INSTRUCTION.
Could you lay out all of the data below as a Markdown table with the columns Number and Line, one row per line, leaving out blank lines?
● ● ● ●
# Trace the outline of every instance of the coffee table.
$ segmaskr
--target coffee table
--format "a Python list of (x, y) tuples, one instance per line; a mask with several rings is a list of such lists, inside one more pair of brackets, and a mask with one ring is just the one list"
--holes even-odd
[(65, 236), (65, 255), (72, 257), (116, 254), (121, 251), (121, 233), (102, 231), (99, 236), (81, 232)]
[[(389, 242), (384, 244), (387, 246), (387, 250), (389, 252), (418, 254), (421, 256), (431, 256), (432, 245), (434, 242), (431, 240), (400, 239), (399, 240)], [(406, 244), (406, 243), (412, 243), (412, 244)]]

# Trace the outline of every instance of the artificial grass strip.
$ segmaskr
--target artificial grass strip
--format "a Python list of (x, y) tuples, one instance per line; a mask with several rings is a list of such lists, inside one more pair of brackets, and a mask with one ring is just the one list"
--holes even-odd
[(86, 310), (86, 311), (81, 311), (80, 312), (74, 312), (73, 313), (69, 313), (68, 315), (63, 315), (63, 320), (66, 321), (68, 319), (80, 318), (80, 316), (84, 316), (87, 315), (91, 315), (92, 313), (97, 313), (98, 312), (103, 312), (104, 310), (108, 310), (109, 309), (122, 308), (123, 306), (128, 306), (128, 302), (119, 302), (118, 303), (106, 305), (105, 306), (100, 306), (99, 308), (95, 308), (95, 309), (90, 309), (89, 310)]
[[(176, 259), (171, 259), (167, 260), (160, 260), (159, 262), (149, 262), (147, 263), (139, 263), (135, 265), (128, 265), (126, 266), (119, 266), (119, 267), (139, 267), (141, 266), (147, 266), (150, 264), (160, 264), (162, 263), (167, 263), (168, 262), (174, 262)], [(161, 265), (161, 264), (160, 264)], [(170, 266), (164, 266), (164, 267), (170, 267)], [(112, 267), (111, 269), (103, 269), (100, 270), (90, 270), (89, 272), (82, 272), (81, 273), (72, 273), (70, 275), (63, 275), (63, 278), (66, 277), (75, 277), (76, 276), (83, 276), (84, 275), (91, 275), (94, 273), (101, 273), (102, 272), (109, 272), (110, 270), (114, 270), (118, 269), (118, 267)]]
● ● ● ●
CORRECT OUTPUT.
| Number | Line |
|---|---|
| 1 | # Trace the outline of every instance of the coffee table. |
| 2 | $ segmaskr |
| 3 | --target coffee table |
| 4 | --format "a Python list of (x, y) tuples, one instance per line; a mask with several rings is a list of such lists, inside one more pair of brackets, and a mask with one ring is just the one list" |
| 5 | --holes even-odd |
| 6 | [(65, 236), (65, 255), (72, 257), (116, 254), (121, 251), (121, 233), (102, 231), (99, 236), (81, 232)] |
| 7 | [[(389, 242), (384, 244), (387, 246), (387, 250), (389, 252), (418, 254), (421, 256), (431, 256), (432, 245), (434, 242), (431, 240), (400, 239), (399, 240)], [(406, 244), (406, 243), (412, 243), (412, 244)]] |
| 8 | # Trace the outline of every instance of the artificial grass strip. |
| 9 | $ segmaskr |
| 10 | --target artificial grass strip |
| 11 | --format "a Python list of (x, y) tuples, one instance per line; a mask with several rings is a list of such lists, inside one more pair of brackets, and a mask with one ring is just the one list" |
| 12 | --holes even-odd |
| 13 | [(86, 310), (86, 311), (81, 311), (80, 312), (74, 312), (73, 313), (69, 313), (68, 315), (63, 315), (63, 320), (66, 321), (68, 319), (80, 318), (80, 316), (84, 316), (87, 315), (91, 315), (92, 313), (97, 313), (98, 312), (103, 312), (104, 310), (108, 310), (109, 309), (122, 308), (123, 306), (128, 306), (128, 302), (119, 302), (118, 303), (106, 305), (105, 306), (100, 306), (99, 308), (95, 308), (95, 309), (90, 309), (89, 310)] |
| 14 | [[(176, 259), (171, 259), (167, 260), (160, 260), (159, 262), (149, 262), (147, 263), (139, 263), (135, 265), (128, 265), (126, 266), (119, 266), (119, 267), (139, 267), (141, 266), (147, 266), (150, 264), (160, 264), (162, 263), (167, 263), (168, 262), (174, 262)], [(161, 265), (161, 264), (160, 264)], [(170, 266), (164, 266), (164, 267), (170, 267)], [(112, 267), (111, 269), (103, 269), (100, 270), (90, 270), (89, 272), (82, 272), (81, 273), (72, 273), (70, 275), (63, 275), (63, 278), (66, 277), (75, 277), (76, 276), (83, 276), (84, 275), (91, 275), (94, 273), (101, 273), (102, 272), (109, 272), (110, 270), (114, 270), (118, 269), (118, 267)]] |